• Records for the exercise:

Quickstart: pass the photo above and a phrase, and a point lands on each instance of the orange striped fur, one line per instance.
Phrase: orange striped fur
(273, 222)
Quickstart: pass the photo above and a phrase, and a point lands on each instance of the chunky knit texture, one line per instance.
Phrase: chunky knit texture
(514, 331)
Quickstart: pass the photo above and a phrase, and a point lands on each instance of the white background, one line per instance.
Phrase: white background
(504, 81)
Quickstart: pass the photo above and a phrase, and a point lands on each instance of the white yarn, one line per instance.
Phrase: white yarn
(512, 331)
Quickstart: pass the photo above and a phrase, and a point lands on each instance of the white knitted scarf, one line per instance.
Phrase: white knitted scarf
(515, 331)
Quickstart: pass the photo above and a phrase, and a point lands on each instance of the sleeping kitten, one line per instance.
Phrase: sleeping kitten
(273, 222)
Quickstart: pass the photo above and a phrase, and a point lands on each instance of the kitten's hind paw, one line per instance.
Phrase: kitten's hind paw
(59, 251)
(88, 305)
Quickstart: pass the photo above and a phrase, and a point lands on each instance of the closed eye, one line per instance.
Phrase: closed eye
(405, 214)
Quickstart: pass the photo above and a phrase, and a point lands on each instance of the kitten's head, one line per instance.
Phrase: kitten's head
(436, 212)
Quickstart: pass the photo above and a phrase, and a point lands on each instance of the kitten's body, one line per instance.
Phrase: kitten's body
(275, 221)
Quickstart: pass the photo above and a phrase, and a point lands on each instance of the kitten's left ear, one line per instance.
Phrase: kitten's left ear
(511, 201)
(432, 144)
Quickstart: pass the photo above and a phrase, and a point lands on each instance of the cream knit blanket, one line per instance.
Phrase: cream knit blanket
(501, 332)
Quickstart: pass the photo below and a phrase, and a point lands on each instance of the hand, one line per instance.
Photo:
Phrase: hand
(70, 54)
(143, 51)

• Aim: Transcribe the data. Leave every line exactly as it is.

• Response to the task:
Quickstart: pass the photo above and a phrase, and a point lands on each instance of the orange striped fur, one line per instance.
Phrase: orange striped fur
(273, 222)
Quickstart: pass the photo above and a phrase, and a point lands on each instance of the chunky knit texture, one line per instance.
Phrase: chunky knit texture
(514, 331)
Quickstart: pass the photo above and a phrase, and a point lands on each instance of the white background, one line per instance.
Phrase: white background
(504, 81)
Quickstart: pass the photo above and a phrase, and a point lands on each instance of the white yarn, one line per instance.
Phrase: white yarn
(512, 331)
Quickstart: pass the photo above and a phrase, and a point lands on each instance of the white knitted scarf, one line per instance.
Phrase: white knitted scarf
(515, 331)
Quickstart: pass the photo above and a phrase, and a point lands on each instance of the sleeping kitten, one line per instance.
Phrase: sleeping kitten
(273, 222)
Quickstart: pass the photo above and a phrase, and a point lands on each instance of the kitten's hind paw, one line per instance.
Phrase: kitten's hind paw
(59, 251)
(88, 305)
Quickstart: pass the photo above and a phrase, and a point lands on each instance of the closed eye, one line per instance.
Phrase: closed eye
(405, 214)
Quickstart: pass the photo above and a phrase, and a point lands on each instance of the kitten's head, one line per instance.
Phrase: kitten's head
(436, 212)
Quickstart: pass the photo above and a phrase, and a point lands on each instance of the kitten's body, one line per instance.
Phrase: kitten's body
(275, 221)
Quickstart: pass the photo above and a phrase, and a point lands on each instance of the kitten's left ear, one line per instance.
Phrase: kitten's left ear
(511, 201)
(432, 144)
Quickstart: pass the photo above and a phrase, and a point lands on each instance of the cream knit blanket, one line per instance.
Phrase: cream knit blanket
(501, 332)
Quickstart: pass the photo below and a phrase, and a point lands on each instance of the hand, one line per instance.
Photo:
Phrase: hand
(70, 54)
(143, 51)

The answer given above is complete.